Exercice —
Rédigez la suite de l'extrait sur la politique de santé en Belgique, à partir de sa dernière phrase.

Extrait de page —
——————————
Des chantiers à poursuivre

Ce tour d’horizon ne saurait être exhaustif. Beaucoup d’autres initiatives ont été amorcées, mais tout est loin d’avoir atterri ou d’être structurellement ancré. Certes, la longue mise en place de la formation du gouvernement et la crise du Covid peuvent être invoquées comme facteurs limitatifs, mais il est clair qu’il y a encore beaucoup de travail à faire dans les années à venir. De nombreux défis sont à relever si nous voulons réellement améliorer la qualité de vie et la santé des citoyens et citoyennes. Lutter contre les inégalités en santé est essentiel, notamment en renforçant les mesures de protection telles que le MàF et l’intervention majorée ou en finançant de manière plus forfaitaire les soins de première ligne, y compris les soins psychologiques. Nous plaidons également en faveur d’un cadre de vie sain dans lequel la santé est prise en compte dans tous les domaines politiques, en accordant une attention particulière à une politique climatique ambitieuse. #

1. Pour rappel, en Belgique, la confection du budget des soins de santé est un exercice annuel de plusieurs mois, qui implique différentes étapes de concertation sociale. Le travail de négociation se fait dans un premier temps au sein des Commissions de Conventions et d’Accords (commissions par secteur de soins rassemblant les mutualités et prestataires de soins concernés) lorsqu’elles déterminent chacune leurs priorités budgétaires. Ensuite, au sein du Comité de l’Assurance, lorsque les représentant·s tant des prestataires de soins que des mutualités formulent une première proposition budgétaire globale, début octobre. Cette proposition doit par ailleurs respecter le cadre budgétaire fixé par le gouvernement. Après l’étape du Comité de l’Assurance, c’est au Conseil Général de l’INAMI, composé de cinq représentants des employeurs, cinq représentant·es du gouvernement, cinq représentant·es des mutualités et cinq représentant·s des syndicats (les prestataires de soins n’ont qu’une voix consultative dans cet organe), qu’est donné le rôle d’approbation finale du budget global (L. LAMBERT, «Le budget des soins de santé en perspective historique. Vers un effritement de notre modèle social?» MC-Informations, 281, pp.4-22, 2020).
——————————
Données fournies —
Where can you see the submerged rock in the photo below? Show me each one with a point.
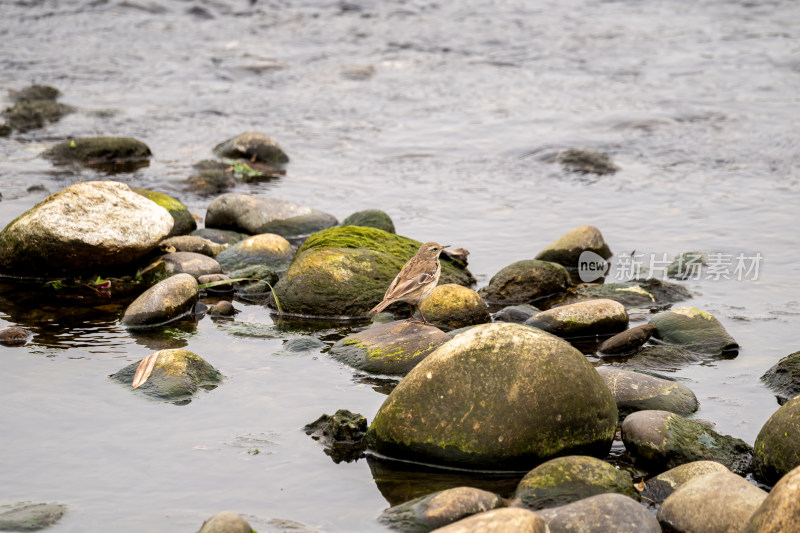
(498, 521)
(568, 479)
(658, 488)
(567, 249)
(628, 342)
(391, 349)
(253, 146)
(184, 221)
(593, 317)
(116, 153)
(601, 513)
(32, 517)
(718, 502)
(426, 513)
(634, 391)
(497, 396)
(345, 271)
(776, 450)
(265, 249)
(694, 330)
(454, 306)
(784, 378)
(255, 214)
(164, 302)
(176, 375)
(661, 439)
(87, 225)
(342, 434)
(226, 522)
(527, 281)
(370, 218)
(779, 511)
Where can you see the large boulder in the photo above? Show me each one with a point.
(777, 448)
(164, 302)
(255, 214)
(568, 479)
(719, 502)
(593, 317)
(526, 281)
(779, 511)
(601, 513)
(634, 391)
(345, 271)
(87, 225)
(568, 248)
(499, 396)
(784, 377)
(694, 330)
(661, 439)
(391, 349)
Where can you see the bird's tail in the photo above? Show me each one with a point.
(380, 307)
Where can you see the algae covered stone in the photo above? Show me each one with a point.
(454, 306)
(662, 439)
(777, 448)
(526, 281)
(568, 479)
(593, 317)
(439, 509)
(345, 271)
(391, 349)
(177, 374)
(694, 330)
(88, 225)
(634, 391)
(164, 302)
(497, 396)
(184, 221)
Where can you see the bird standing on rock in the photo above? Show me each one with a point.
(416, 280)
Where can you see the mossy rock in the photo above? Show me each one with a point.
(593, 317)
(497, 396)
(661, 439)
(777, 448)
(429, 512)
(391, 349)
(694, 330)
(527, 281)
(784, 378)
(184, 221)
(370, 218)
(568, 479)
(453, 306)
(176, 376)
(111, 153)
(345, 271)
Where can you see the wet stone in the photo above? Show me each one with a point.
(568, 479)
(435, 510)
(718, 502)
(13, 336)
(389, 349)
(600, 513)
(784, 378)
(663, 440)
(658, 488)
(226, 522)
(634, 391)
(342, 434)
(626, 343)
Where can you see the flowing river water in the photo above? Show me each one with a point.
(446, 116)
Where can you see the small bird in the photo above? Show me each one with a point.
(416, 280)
——————————
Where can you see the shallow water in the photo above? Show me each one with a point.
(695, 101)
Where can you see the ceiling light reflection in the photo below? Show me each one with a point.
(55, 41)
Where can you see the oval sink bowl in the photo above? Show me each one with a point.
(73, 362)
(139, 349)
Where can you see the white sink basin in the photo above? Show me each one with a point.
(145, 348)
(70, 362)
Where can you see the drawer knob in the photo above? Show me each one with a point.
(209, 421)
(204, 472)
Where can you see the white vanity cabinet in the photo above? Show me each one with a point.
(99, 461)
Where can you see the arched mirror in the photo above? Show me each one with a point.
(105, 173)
——————————
Votre réponse —
 

2. Pour en savoir plus sur la vision du budget des soins de santé promue par la MC, voir l’interview de L. VAN GORP ET E. DERROITTE, « Budgets, remettre du sens dans les chiffres», En Marche, mars 2024.

3. Pour garantir l’accessibilité des soins de santé pour tous et toutes, les mutualités et les représentant·es des prestataires de soins se rencontrent régulièrement pour signer une convention qui fixe les tarifs officiels des différentes prestations. Ces tarifs comprennent le ticket modérateur (ou quote-part personnelle, c’est-à-dire le montant restant à charge du·de la patient·e) ainsi que le montant remboursé par l’assurance obligatoire.

 

4. Ils font partie de la communauté dans laquelle ils travaillent et, grâce à cette relation de confiance, forment un pont entre les services de santé et d’aide sociale et la communauté dans les quartiers vulnérables.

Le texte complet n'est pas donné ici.